(begin)

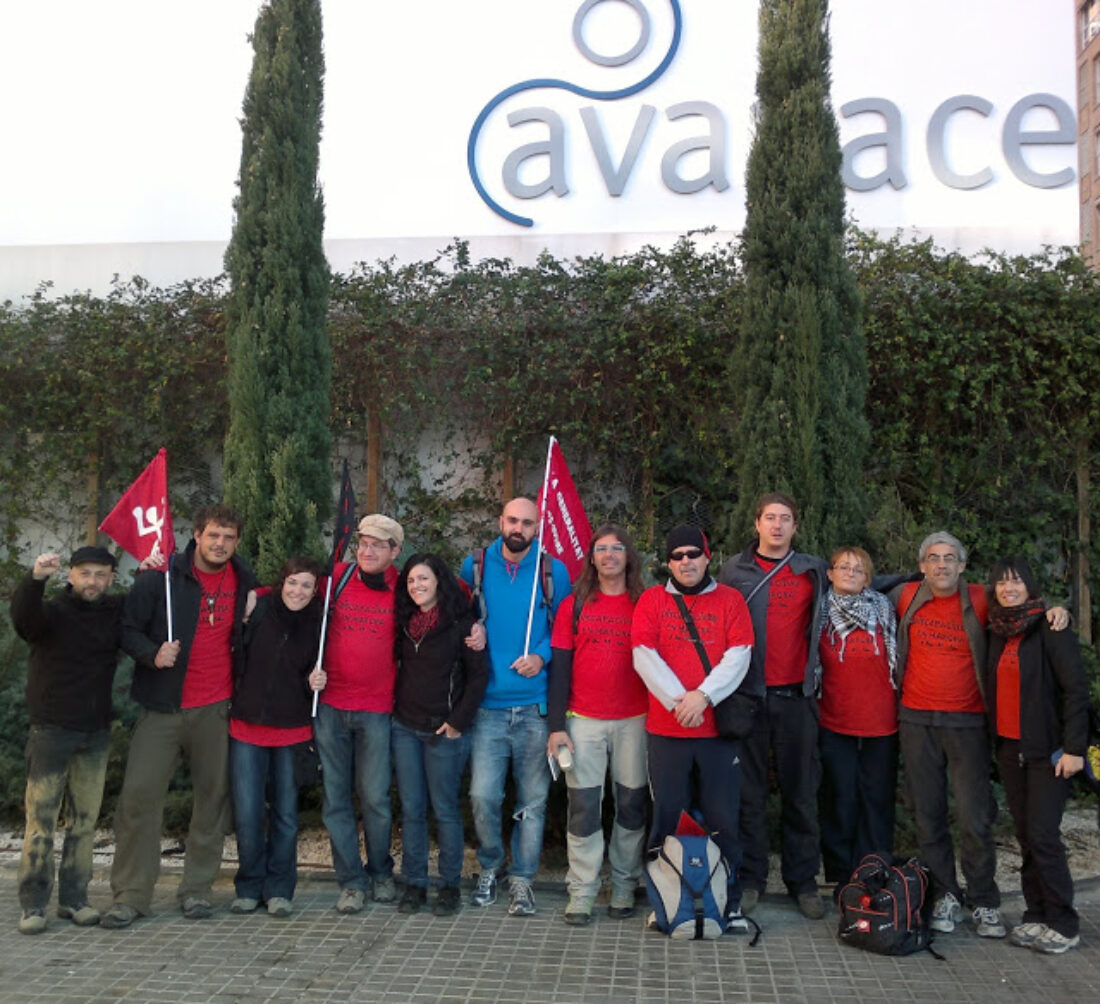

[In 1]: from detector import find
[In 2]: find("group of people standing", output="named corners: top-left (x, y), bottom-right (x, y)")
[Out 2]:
top-left (12, 493), bottom-right (1088, 953)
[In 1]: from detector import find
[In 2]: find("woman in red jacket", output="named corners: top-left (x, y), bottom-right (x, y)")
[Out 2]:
top-left (986, 558), bottom-right (1089, 955)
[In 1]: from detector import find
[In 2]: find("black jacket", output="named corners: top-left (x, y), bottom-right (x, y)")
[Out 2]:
top-left (394, 611), bottom-right (488, 732)
top-left (986, 616), bottom-right (1089, 760)
top-left (230, 594), bottom-right (321, 728)
top-left (718, 540), bottom-right (828, 697)
top-left (122, 540), bottom-right (256, 711)
top-left (11, 573), bottom-right (122, 732)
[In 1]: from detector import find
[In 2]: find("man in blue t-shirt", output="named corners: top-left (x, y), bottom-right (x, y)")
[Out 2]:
top-left (461, 498), bottom-right (570, 917)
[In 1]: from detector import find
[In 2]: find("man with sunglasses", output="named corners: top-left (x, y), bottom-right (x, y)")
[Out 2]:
top-left (631, 526), bottom-right (752, 930)
top-left (718, 492), bottom-right (828, 920)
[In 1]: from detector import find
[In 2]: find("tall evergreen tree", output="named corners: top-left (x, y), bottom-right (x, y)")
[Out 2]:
top-left (730, 0), bottom-right (868, 552)
top-left (224, 0), bottom-right (332, 577)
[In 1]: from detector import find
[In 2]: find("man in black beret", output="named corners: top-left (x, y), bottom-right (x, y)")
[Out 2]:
top-left (11, 547), bottom-right (122, 935)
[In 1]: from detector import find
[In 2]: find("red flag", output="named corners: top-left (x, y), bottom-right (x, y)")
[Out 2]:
top-left (539, 438), bottom-right (592, 580)
top-left (99, 446), bottom-right (176, 562)
top-left (325, 460), bottom-right (355, 575)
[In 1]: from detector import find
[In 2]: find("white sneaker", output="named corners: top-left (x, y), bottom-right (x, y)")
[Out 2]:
top-left (928, 893), bottom-right (963, 935)
top-left (1032, 927), bottom-right (1081, 956)
top-left (1009, 920), bottom-right (1046, 948)
top-left (972, 906), bottom-right (1005, 938)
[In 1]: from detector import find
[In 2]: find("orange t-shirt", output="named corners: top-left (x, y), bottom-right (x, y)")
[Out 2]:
top-left (901, 586), bottom-right (987, 714)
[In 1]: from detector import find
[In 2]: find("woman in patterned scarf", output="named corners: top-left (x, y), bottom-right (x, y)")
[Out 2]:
top-left (818, 547), bottom-right (898, 898)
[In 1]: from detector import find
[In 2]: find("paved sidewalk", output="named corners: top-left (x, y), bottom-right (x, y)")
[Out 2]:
top-left (0, 870), bottom-right (1100, 1004)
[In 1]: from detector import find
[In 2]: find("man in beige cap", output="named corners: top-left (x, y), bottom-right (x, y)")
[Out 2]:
top-left (309, 514), bottom-right (405, 914)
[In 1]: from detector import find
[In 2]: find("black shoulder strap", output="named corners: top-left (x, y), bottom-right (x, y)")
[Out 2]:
top-left (672, 593), bottom-right (711, 676)
top-left (474, 548), bottom-right (488, 624)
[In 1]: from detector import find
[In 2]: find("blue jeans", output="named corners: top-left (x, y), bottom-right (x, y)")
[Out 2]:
top-left (229, 737), bottom-right (298, 901)
top-left (391, 719), bottom-right (470, 889)
top-left (470, 705), bottom-right (550, 882)
top-left (19, 725), bottom-right (111, 909)
top-left (314, 703), bottom-right (394, 892)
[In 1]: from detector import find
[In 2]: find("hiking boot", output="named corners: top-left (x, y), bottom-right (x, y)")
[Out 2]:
top-left (1009, 922), bottom-right (1046, 948)
top-left (928, 893), bottom-right (963, 935)
top-left (431, 885), bottom-right (462, 917)
top-left (567, 896), bottom-right (593, 927)
top-left (99, 903), bottom-right (141, 930)
top-left (1032, 927), bottom-right (1081, 956)
top-left (371, 875), bottom-right (397, 903)
top-left (179, 896), bottom-right (213, 920)
top-left (19, 909), bottom-right (46, 935)
top-left (508, 875), bottom-right (535, 917)
top-left (57, 903), bottom-right (100, 927)
top-left (397, 885), bottom-right (428, 914)
top-left (796, 892), bottom-right (825, 920)
top-left (470, 868), bottom-right (496, 906)
top-left (337, 887), bottom-right (366, 914)
top-left (972, 906), bottom-right (1004, 938)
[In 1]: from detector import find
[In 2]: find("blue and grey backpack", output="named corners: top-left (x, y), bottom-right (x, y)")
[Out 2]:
top-left (646, 813), bottom-right (729, 940)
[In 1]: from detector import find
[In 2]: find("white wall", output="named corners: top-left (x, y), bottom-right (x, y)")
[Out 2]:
top-left (0, 0), bottom-right (1077, 297)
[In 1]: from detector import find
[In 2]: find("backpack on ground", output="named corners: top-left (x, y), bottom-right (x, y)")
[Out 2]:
top-left (646, 813), bottom-right (729, 940)
top-left (836, 854), bottom-right (942, 958)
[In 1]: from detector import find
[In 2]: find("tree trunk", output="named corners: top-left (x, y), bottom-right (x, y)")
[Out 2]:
top-left (1077, 439), bottom-right (1092, 644)
top-left (366, 405), bottom-right (382, 512)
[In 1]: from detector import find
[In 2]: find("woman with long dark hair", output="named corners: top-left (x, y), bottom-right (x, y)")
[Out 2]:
top-left (229, 558), bottom-right (321, 917)
top-left (391, 554), bottom-right (488, 916)
top-left (986, 558), bottom-right (1089, 955)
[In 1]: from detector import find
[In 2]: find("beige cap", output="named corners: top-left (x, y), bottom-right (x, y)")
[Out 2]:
top-left (359, 512), bottom-right (405, 548)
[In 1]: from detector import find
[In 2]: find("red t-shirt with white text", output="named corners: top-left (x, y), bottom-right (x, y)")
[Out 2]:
top-left (817, 628), bottom-right (898, 736)
top-left (550, 592), bottom-right (648, 720)
top-left (902, 586), bottom-right (988, 714)
top-left (179, 562), bottom-right (237, 708)
top-left (756, 554), bottom-right (814, 687)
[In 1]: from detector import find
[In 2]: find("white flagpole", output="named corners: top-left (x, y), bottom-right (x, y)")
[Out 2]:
top-left (524, 435), bottom-right (558, 659)
top-left (164, 558), bottom-right (174, 641)
top-left (312, 562), bottom-right (337, 718)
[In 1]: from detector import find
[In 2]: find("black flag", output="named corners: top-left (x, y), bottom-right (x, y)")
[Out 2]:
top-left (326, 460), bottom-right (355, 575)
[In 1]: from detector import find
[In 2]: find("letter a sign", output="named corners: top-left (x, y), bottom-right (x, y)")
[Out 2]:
top-left (99, 448), bottom-right (176, 562)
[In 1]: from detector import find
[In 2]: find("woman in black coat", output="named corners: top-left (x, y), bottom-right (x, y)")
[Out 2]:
top-left (229, 558), bottom-right (321, 917)
top-left (391, 554), bottom-right (488, 916)
top-left (986, 558), bottom-right (1089, 955)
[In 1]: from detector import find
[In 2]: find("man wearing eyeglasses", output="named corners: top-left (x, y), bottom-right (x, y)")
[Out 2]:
top-left (890, 530), bottom-right (1005, 938)
top-left (310, 512), bottom-right (405, 914)
top-left (631, 526), bottom-right (752, 931)
top-left (718, 492), bottom-right (828, 920)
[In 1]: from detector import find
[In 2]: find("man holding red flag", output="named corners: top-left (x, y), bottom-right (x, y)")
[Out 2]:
top-left (101, 505), bottom-right (255, 928)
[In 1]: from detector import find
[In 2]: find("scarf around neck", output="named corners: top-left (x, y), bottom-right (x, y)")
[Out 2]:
top-left (989, 598), bottom-right (1046, 638)
top-left (824, 588), bottom-right (898, 682)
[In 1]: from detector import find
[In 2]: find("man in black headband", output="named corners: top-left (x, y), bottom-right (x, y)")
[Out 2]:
top-left (11, 547), bottom-right (122, 935)
top-left (718, 492), bottom-right (828, 920)
top-left (631, 526), bottom-right (752, 930)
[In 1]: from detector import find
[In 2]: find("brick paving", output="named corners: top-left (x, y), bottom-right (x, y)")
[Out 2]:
top-left (0, 869), bottom-right (1100, 1004)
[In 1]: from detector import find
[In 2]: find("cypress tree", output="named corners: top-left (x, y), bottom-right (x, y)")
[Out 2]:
top-left (732, 0), bottom-right (868, 552)
top-left (224, 0), bottom-right (332, 578)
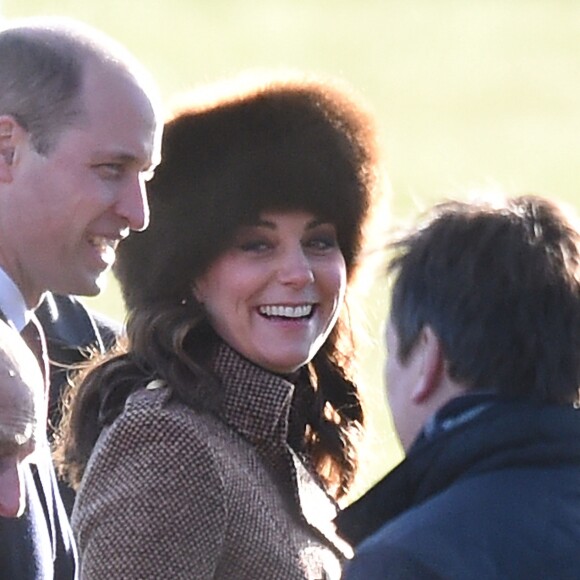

(end)

Goal =
Pick out each of the lines above that contains the word "shirt", and copy them.

Solution to this exercise =
[In 2]: find("man in blue t-shirt", output="named corners: top-left (x, y), bottom-right (x, y)")
[In 2]: find("orange t-shirt", output="named corners: top-left (x, y), bottom-right (x, y)")
[In 2]: find("red t-shirt with white text", output="named corners: top-left (x, y), bottom-right (x, y)")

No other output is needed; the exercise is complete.